--- RECORD EXCERPTS Enclosed Below ---

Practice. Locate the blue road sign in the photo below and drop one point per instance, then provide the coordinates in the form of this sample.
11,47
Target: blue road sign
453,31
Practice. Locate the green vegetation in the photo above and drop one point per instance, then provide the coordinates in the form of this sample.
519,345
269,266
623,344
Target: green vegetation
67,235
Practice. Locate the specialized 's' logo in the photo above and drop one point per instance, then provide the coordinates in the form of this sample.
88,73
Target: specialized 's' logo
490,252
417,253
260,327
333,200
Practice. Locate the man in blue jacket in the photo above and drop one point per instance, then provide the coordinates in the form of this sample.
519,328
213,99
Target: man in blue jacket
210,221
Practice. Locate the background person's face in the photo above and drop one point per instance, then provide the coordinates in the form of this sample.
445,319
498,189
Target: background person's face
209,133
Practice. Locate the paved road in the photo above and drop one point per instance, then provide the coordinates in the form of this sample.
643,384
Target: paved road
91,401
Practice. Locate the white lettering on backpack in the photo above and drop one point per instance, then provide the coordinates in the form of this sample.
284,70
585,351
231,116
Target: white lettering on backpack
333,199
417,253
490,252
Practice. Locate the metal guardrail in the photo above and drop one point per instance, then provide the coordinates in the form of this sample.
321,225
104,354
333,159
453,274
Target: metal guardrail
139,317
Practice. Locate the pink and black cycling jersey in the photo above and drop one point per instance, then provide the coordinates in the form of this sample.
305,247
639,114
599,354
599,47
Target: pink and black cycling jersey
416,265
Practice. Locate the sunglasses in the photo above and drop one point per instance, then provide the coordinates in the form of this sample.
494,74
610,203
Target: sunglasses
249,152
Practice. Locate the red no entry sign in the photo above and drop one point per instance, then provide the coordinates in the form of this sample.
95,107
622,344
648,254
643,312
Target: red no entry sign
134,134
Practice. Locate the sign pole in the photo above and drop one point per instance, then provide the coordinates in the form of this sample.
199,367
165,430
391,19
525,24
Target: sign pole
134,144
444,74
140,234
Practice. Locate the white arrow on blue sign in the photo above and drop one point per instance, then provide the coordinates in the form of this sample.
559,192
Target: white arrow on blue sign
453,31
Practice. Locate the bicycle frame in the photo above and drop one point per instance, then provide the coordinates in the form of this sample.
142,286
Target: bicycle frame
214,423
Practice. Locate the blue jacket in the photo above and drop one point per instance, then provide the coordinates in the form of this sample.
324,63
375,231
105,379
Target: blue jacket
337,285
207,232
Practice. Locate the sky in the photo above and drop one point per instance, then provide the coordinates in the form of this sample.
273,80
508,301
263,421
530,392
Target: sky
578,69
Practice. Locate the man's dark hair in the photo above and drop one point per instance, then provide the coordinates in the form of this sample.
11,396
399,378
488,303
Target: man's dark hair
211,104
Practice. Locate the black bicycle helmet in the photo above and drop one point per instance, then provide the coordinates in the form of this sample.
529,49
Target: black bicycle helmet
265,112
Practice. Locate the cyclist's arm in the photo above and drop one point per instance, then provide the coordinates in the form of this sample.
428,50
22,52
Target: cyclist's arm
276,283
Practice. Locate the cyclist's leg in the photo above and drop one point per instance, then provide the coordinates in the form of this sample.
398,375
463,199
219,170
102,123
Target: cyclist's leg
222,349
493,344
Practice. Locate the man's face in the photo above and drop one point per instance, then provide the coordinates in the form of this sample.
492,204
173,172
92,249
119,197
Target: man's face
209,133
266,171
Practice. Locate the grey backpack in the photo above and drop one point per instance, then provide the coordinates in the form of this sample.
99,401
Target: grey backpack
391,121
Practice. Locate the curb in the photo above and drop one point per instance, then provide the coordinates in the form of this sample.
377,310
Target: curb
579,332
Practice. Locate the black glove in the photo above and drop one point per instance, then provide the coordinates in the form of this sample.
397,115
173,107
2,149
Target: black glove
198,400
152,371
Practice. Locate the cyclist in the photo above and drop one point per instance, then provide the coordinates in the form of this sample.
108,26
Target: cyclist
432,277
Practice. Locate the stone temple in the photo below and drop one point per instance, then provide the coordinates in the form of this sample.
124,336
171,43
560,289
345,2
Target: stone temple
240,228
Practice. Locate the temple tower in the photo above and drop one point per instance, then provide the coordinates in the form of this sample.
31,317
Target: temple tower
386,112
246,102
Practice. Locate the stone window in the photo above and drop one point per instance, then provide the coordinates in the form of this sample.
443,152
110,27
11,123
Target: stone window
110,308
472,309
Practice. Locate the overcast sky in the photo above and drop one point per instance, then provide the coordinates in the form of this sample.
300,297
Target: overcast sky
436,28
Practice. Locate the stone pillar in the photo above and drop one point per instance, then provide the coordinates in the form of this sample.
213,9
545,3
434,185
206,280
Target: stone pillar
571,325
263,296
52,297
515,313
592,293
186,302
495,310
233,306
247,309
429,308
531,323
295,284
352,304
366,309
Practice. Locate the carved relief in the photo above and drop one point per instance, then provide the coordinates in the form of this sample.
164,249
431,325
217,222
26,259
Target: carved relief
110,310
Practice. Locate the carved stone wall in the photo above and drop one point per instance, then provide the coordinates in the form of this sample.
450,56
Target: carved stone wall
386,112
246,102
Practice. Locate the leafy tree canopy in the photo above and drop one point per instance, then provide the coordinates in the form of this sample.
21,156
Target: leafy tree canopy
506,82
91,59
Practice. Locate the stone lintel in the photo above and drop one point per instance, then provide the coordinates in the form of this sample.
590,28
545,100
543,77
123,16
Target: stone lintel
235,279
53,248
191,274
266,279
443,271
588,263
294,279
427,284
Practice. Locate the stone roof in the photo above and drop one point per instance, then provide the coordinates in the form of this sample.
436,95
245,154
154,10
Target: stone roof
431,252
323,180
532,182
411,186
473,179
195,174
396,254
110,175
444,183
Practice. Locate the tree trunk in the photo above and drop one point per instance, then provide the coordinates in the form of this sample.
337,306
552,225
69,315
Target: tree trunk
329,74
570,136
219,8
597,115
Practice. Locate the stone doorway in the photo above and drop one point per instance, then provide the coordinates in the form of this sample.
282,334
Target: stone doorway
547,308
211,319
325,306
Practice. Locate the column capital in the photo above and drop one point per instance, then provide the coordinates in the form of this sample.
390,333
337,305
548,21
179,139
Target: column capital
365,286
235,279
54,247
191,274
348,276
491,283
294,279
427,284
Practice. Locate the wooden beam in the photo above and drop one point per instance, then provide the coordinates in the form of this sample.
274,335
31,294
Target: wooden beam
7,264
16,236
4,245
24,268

--- End of Enclosed RECORD EXCERPTS ---

# INSTRUCTIONS FOR THE TASK
Without leaving anything out, repeat the data exactly.

# SOLUTION BELOW
Practice. Locate the blue road sign in the photo below and drop one point per instance, then provide the coordinates in the form of this sample.
11,47
Target: blue road sign
453,31
Practice. Locate the green vegetation in the photo above and drop one point per instance, then provide the coordinates in the form of this sample.
519,345
269,266
623,344
Target: green vegetation
67,235
Practice. Locate the specialized 's' logo in the photo above and drop one point per instance, then provide the coordinates in the form of this sample.
88,73
Target: specialized 's' logo
490,252
417,253
260,327
333,200
Practice. Locate the man in blue jacket in the photo above and drop one point per instance, then provide the coordinates in the form of this sample.
519,328
213,99
Target: man in blue jacket
210,221
Practice. Locate the background person's face in the photo above and drop one point per instance, then provide the coordinates in the form of this sample.
445,319
498,189
Target: background person's face
209,133
Practice. Locate the paved road in the photo above and drop one point per instance, then provide the coordinates in the form of this sample.
643,384
Target: paved road
91,401
Practice. Locate the white lettering on backpack in the photo above and drop one point per instance, then provide the coordinates in the form of this sample.
284,70
585,351
231,116
Target: white lettering on backpack
333,199
417,253
490,252
Practice. Locate the metal guardrail in the photo above and drop one point per instance, then provide the coordinates in the form of this sample.
321,225
104,354
333,159
453,274
Target: metal guardrail
139,317
Practice. Locate the pink and black cycling jersey in the photo above and drop one point per instance, then provide the coordinates in the form of this sample.
305,247
639,114
599,354
599,47
Target: pink and black cycling jersey
416,265
Practice. Locate the sunglasses in the photo above and drop one point per instance, then provide the coordinates in the form of this sample.
494,74
610,203
Target: sunglasses
249,152
Practice. Locate the red no entry sign in the photo above and drop one point per instance, then provide the coordinates in the form of this sample.
95,107
622,344
648,254
643,312
Target: red no entry sign
134,134
Practice. Locate the sign pole in the photo above and drop one point per instance, then provide the coordinates in the form of this sample.
199,367
165,430
391,19
525,24
Target: sign pole
134,144
444,74
140,234
Practice. Locate the white arrow on blue sign in the photo above and drop one point per instance, then provide the coordinates in the form of this sample.
559,192
Target: white arrow on blue sign
453,31
Practice. Locate the bicycle frame in the photo above and drop one point per instance, then provide the coordinates in the form of this sample.
142,286
Target: bicycle frame
214,423
Practice. Locate the blue jacket in the photo above and drop one point per instance, then provide the coordinates in the form of this sample.
324,63
375,231
105,379
Target: blue jacket
337,285
207,232
Practice. Locate the sky in the photo above and drop one point per instance, then provide the coordinates in the form of this sample.
273,80
508,301
263,421
530,392
Target: sky
578,69
Practice. Locate the man's dark hair in the photo above and drop one point per instance, then provide the coordinates in the form of this sample.
11,396
399,378
488,303
Target: man's dark hair
211,104
Practice. Locate the black bicycle helmet in the photo above and drop one point per instance, then provide the coordinates in the form of this sample.
529,49
Target: black bicycle helmet
265,112
Practice. Locate the cyclist's arm in the photo above and drop one point per instance, then provide the coordinates in the form of this sample.
428,50
22,52
Target: cyclist's arm
276,283
Practice. Locate the cyclist's leg in the photo above and drop one point per instance, then provide the coordinates in the form of this sample.
398,375
463,199
219,170
102,123
Target: cyclist's leg
222,349
493,344
Practice. Locate the man's face in the photo above and drop one point per instance, then provide the coordinates in the form of this sample.
492,204
173,172
92,249
119,197
Target: man's face
209,133
266,171
Practice. Locate the grey backpack in the photo above and drop one point per instance, then provide the coordinates in the form of this sample.
99,401
Target: grey backpack
391,121
Practice. Locate the curb in the photo above and drop one point per instance, then provide the coordinates in the form of this sample.
377,310
Target: curb
579,332
Practice. Locate the black glove in the photo above and drop one point per instance, then provide the coordinates in the form of this sample.
397,115
173,107
2,149
Target: black glove
198,400
152,371
Practice. Locate the cyclist in the photo above and drop one point per instance, then provide the coordinates in the form of this sample.
108,26
Target: cyclist
432,277
Practice. Locate the stone temple in the photo below and drop one point per instance, then provide the coordinates in the form of this sample.
124,336
171,43
560,289
345,2
Target: stone temple
240,228
Practice. Locate the temple tower in the photo above and drop one point per instance, then provide the coordinates in the form of this sample.
31,317
Target: temple tower
386,112
246,102
Practice. Locate the stone window in the photo above and drop one point per instance, then provide the coordinates in the form of this sample.
443,152
110,27
11,123
Target: stone window
110,308
472,309
Practice. Locate the overcast sky in the photo above and drop one point per instance, then provide the coordinates in the form of this sample.
300,297
Target: overcast sky
436,28
Practice. Locate the stone pillar in the photo above and drop one point per instance, then provide the coordinates in the form of this sample.
213,9
545,3
434,185
206,280
Target: stone pillar
571,325
263,296
52,297
515,313
592,293
186,302
495,310
233,306
247,309
429,308
531,323
295,284
352,304
366,309
Practice. Locate the carved relief in the photo above and drop one point per instance, then provide the coordinates in the form of this sample.
164,249
431,325
217,222
26,259
Target: carved relief
110,310
Practice. Locate the carved stone wall in the photo above and drop one point per instance, then provide the coordinates in the form of this sample.
450,56
Target: carved stone wall
386,112
246,102
Practice. Locate the leafy tree canopy in the photo above and drop one point per instance, then provide the coordinates in the form of this sample.
21,156
Target: leafy tree canopy
506,82
91,59
Practice. Locate the stone lintel in the photo above and drop one point per instance, then provide the coordinates in the form of this sample.
590,28
545,100
543,77
123,16
Target: stone lintel
235,279
53,248
191,274
266,279
443,271
588,263
294,279
427,284
Practice. Locate the stone roof in the photo above and drop one point per instance, then provide the coordinates in the form of this sample.
436,95
245,154
154,10
Target: stone roof
431,252
323,180
532,182
411,186
473,179
195,174
396,254
110,175
444,183
Practice. Locate the tree trunk in the photo above and drop one point per instance, then provide the coordinates in the form of this sample.
337,306
552,225
69,315
Target: tree trunk
329,74
570,136
219,8
597,115
Practice. Locate the stone doorway in the photo above and drop one point per instance, then provide the coordinates in the form of this sample.
282,334
Target: stone doorway
547,308
211,319
325,306
Practice. Locate the column capital in the photo above and drop one point per instance, then provide the coordinates in the form of this sample.
390,333
337,305
548,21
179,139
Target: column capital
365,286
235,279
54,247
191,274
348,276
491,283
294,279
427,284
Practice. Locate the wooden beam in the photo above and drop one point per instance, then provide the coordinates in the form of this sample.
274,335
31,294
Target: wooden beam
7,264
16,236
4,245
24,268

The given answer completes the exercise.